Problem statement: Can you convert the whole listing below into a numbered list, one entry per line, leaving out any blank lines?

Information supplied:
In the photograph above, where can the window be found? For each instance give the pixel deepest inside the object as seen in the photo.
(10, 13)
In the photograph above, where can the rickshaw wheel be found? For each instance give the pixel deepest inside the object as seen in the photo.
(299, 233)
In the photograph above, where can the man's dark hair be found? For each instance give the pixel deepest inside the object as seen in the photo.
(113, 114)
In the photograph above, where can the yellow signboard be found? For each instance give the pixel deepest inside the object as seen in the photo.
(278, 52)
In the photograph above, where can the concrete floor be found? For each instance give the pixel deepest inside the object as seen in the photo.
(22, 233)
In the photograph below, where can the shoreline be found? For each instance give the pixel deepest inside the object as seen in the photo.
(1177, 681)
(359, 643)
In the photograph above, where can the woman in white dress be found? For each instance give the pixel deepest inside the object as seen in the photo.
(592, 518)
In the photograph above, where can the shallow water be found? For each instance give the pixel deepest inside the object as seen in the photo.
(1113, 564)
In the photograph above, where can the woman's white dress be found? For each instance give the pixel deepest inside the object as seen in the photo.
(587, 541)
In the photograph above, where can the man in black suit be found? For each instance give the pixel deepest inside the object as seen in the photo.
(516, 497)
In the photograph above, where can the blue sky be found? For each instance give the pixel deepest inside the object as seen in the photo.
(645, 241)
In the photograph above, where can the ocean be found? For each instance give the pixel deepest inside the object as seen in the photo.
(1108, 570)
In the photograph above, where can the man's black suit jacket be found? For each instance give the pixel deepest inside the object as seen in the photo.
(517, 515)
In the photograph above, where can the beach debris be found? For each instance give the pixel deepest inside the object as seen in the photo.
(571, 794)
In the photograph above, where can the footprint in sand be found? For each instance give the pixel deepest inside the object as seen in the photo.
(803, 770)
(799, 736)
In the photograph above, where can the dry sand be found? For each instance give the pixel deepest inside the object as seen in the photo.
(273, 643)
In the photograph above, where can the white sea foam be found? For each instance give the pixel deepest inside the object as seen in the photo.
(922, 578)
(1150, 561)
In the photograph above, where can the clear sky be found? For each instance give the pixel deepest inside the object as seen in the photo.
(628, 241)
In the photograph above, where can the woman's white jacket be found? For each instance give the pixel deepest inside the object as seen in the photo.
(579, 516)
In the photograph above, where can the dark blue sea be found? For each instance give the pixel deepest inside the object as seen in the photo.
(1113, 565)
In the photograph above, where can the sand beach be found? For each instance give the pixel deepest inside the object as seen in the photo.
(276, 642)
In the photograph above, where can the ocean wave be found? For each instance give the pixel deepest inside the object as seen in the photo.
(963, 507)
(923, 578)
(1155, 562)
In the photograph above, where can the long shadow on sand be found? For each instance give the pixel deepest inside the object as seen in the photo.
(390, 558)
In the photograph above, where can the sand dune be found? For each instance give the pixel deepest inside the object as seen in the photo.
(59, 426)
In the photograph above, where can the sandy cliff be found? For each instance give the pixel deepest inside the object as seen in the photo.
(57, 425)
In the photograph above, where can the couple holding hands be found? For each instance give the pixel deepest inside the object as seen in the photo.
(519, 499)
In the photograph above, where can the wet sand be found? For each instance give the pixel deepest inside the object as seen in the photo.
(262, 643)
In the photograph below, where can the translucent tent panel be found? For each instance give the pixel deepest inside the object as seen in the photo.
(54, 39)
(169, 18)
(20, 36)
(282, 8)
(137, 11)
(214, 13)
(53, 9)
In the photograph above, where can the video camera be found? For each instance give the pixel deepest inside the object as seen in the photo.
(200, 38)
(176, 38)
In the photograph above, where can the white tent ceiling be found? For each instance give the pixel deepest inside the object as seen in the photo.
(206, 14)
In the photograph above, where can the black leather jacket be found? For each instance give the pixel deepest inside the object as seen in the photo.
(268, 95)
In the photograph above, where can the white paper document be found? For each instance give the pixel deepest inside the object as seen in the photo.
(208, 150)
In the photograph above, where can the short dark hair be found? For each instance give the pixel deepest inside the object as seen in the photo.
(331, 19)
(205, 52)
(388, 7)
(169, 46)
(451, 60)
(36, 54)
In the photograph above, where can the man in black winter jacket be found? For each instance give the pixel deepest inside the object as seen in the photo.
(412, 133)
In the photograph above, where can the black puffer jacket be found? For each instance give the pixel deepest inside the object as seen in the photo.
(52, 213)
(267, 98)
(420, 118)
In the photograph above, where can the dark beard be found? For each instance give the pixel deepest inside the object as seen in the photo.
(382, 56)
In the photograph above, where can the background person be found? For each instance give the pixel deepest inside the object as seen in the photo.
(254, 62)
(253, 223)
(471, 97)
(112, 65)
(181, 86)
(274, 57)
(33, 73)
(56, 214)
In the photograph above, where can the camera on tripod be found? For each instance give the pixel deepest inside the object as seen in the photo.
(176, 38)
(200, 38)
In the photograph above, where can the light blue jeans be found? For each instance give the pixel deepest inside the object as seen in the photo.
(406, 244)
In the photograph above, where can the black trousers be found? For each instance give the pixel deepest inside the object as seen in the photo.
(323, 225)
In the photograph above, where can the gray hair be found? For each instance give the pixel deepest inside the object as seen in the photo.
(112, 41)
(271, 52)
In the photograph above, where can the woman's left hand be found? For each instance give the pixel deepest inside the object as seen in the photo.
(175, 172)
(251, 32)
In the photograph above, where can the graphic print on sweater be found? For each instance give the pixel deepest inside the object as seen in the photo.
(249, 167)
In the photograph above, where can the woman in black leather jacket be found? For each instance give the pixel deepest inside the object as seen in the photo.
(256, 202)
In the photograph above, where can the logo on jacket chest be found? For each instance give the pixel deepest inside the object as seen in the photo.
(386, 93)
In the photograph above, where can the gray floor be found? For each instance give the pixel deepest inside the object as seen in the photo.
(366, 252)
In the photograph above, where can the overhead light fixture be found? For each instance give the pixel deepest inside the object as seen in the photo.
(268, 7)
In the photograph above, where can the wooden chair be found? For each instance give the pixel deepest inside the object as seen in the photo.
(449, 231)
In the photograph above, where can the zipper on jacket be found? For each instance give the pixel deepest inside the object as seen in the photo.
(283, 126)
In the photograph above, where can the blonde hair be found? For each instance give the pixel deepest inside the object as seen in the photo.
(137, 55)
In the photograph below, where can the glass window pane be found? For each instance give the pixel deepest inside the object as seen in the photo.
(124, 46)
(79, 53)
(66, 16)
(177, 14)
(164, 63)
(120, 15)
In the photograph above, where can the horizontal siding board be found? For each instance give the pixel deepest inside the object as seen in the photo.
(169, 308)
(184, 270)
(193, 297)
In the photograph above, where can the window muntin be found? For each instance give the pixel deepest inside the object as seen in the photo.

Response:
1. In the photograph above, where can the window be found? For each instance give the pixel deepest inside the object as seen in the photo.
2. (10, 13)
3. In the photograph above, where can the rickshaw wheel be found? For each instance give the pixel deepest inside the object as seen in the photo.
4. (299, 233)
5. In the photograph above, where can the man's dark hair be found? For each instance give the pixel deepest inside the object as seen in the photo.
6. (113, 114)
7. In the photograph above, where can the yellow signboard be found? For each instance give the pixel deepest inside the object as seen in the photo.
8. (278, 52)
9. In the photograph above, where can the concrete floor be found? For each instance give the pixel deepest inside the object as seen in the photo.
10. (22, 233)
11. In the photograph below, where can the shoreline be found? For each instance give the pixel deepest inside the object as seen in the photo.
12. (1177, 681)
13. (359, 643)
14. In the photograph above, where can the woman in white dress be found? For each instance give the pixel deepest inside the object as seen in the photo.
15. (592, 518)
16. In the photograph above, where can the shallow water be found? For each instance give the pixel deepest inside the object as seen in the photo.
17. (1113, 564)
18. In the photograph above, where can the woman's white dress be found? For each instance give the pixel deepest inside the object as seen in the photo.
19. (587, 541)
20. In the photograph above, where can the man in black suit be found? For each instance give the pixel deepest inside the object as seen in the photo.
21. (516, 497)
22. In the photograph above, where can the blue sky be found? For each instance give the pixel deepest inside the object as seen in the photo.
23. (645, 241)
24. In the photograph above, where can the ocean be found? For each instance give the pixel deepest inside the object as seen in the photo.
25. (1108, 570)
26. In the photograph above, where can the man's black suit jacket be found? For each instance give the pixel deepest inside the object as seen in the photo.
27. (517, 515)
28. In the photograph above, where can the beach debris be found? For each instance give the pixel deepest inside the object as seen in the photo.
29. (571, 794)
30. In the photograph above, where can the footprint in sand be found? For each instance give the pixel deepest inside the object as seen in the photo.
31. (803, 770)
32. (799, 736)
33. In the photograph above, where can the dry sand be found? For each instance give the pixel deepest inside the object as seen in the photo.
34. (273, 643)
35. In the photograph above, where can the white sea foam be found? For each instance give the pixel deepest inside the object as seen in the photo.
36. (922, 578)
37. (1150, 561)
38. In the photograph above, where can the clear sky be found? For each instance give the pixel deepest inside the object as seen in the photo.
39. (628, 241)
40. In the photograph above, where can the woman's white jacket be found? For each instance give the pixel deepest inside the object as seen in the photo.
41. (579, 516)
42. In the photograph above, where can the dark blue sea be found? For each instance give the pixel deepest inside the object as seen in the photo.
43. (1113, 565)
44. In the photograph above, where can the sand beach be found? For each instance give the pixel deepest inside the object as seen in the photo.
45. (276, 642)
46. In the photograph above, where can the ocean wave be found? For each instance give the pixel deepest inside the object as seen in the photo.
47. (963, 507)
48. (923, 578)
49. (1155, 562)
50. In the photograph above, where can the long shadow on sand be found? For each instance give the pixel deepest inside the object as seen in the photo.
51. (390, 558)
52. In the photograph above, where can the sand dune be found? For each instance give the pixel deepest inside the object as seen in the photo.
53. (59, 426)
54. In the photograph above, where can the sandy cliff be found? For each instance give the pixel deepest inside the object as seen in the photo.
55. (57, 425)
56. In the photograph above, where can the couple holding hands be found? For each instance give the pixel deepest inside the object as seen in the photo.
57. (519, 499)
58. In the photograph above, where can the wet sand be found? For each instance give the pixel deepest inside the object as seen in the photo.
59. (262, 643)
60. In the photograph below, where can the translucent tent panel be found? For each instance give the pixel deepest inside the object as seen in the photo.
61. (54, 39)
62. (169, 18)
63. (20, 36)
64. (282, 8)
65. (137, 11)
66. (214, 13)
67. (53, 9)
68. In the photograph above, where can the video camera be found? For each instance give the pixel deepest inside the object as seen in the photo.
69. (200, 38)
70. (176, 38)
71. In the photograph above, where can the white tent ceiling be found? For each instance give the pixel deepest inside the object as seen in the photo.
72. (206, 14)
73. In the photograph above, where can the black leather jacket be found? For each instance give the pixel deepest inside the object as seen in the photo.
74. (268, 95)
75. In the photograph above, where can the white paper document be found? For each instance give the pixel deepest inside the object as seen in the photo.
76. (208, 150)
77. In the photograph above, where can the short dark hair be found? For each instance give the pixel deepest inside the object as seen in the photo.
78. (331, 19)
79. (205, 52)
80. (388, 7)
81. (169, 46)
82. (451, 60)
83. (36, 54)
84. In the photograph above, where can the man in black winter jacket be found? For each instance give the pixel deepest inside the object as seen in the photo.
85. (412, 133)
86. In the photograph above, where can the black puffer jacket be found? For each instance give the pixel deepest inside the object as seen in the photo.
87. (52, 213)
88. (267, 98)
89. (420, 118)
90. In the photograph above, where can the dark beard be found? For each instance give the pixel deepest inside the object as seen in the photo.
91. (382, 56)
92. In the photograph above, where can the background person be found? For each instance give the pixel deepest inside the object as seen in the photo.
93. (254, 62)
94. (253, 223)
95. (471, 97)
96. (112, 65)
97. (181, 86)
98. (274, 57)
99. (33, 73)
100. (56, 214)
101. In the photograph above, where can the camera on tripod be found? For each instance give the pixel deepest inside the object as seen in the photo.
102. (176, 38)
103. (200, 38)
104. In the photograph above, where can the light blue jeans be found? For each instance give the pixel deepest inside the object as seen in the photo.
105. (406, 244)
106. In the photograph above, where can the black trousers be found? For each instance give the pixel deepest inside the object as seen in the photo.
107. (323, 225)
108. In the photograph above, where can the gray hair be found? For each instance give the pixel deepest inside the object as seen in the photo.
109. (112, 41)
110. (271, 52)
111. In the photograph above, where can the woman's left hand be found? For each instance give the pixel deepest inside the object as seen in the photo.
112. (175, 172)
113. (251, 32)
114. In the photograph above, where can the graphic print on sweater be found? For each instance give the pixel deepest inside the object as seen in the photo.
115. (249, 167)
116. In the photograph above, where can the woman in black leather jacket be found? For each instance give the pixel deepest inside the object as seen in the photo.
117. (256, 202)
118. In the photograph above, where can the logo on jacket chest be found? For each instance give the pixel deepest inside the object as seen in the photo.
119. (386, 93)
120. In the photograph above, where can the gray floor be found? For each instance give the pixel deepest inside the object as seen in the photo.
121. (366, 252)
122. In the photograph above, where can the overhead light fixture be found? For each instance give the pixel deepest inside the object as seen in the photo.
123. (268, 7)
124. In the photograph above, where can the wooden chair be found? For each instance give the pixel deepest inside the object as seen in the photo.
125. (449, 231)
126. In the photograph above, where can the zipper on jacket be found? For each instance give the pixel deepest inside the object as seen in the photo.
127. (283, 126)
128. In the photograph above, where can the blonde hair be found? For each instance give the pixel deepest inside the object as seen in the photo.
129. (137, 55)
130. In the photograph below, where can the glass window pane be found? For each instance give the pixel deepest inside the object as seen in the photo.
131. (124, 46)
132. (79, 53)
133. (66, 16)
134. (177, 14)
135. (164, 63)
136. (120, 15)
137. In the photograph above, where can the horizontal siding board be found? For each instance give the pixel deepest inside the object as seen in the photo.
138. (169, 308)
139. (184, 270)
140. (193, 297)
141. In the photograph above, where can the window muntin be found? For each instance give the pixel deepest inside the object as seen in the photo.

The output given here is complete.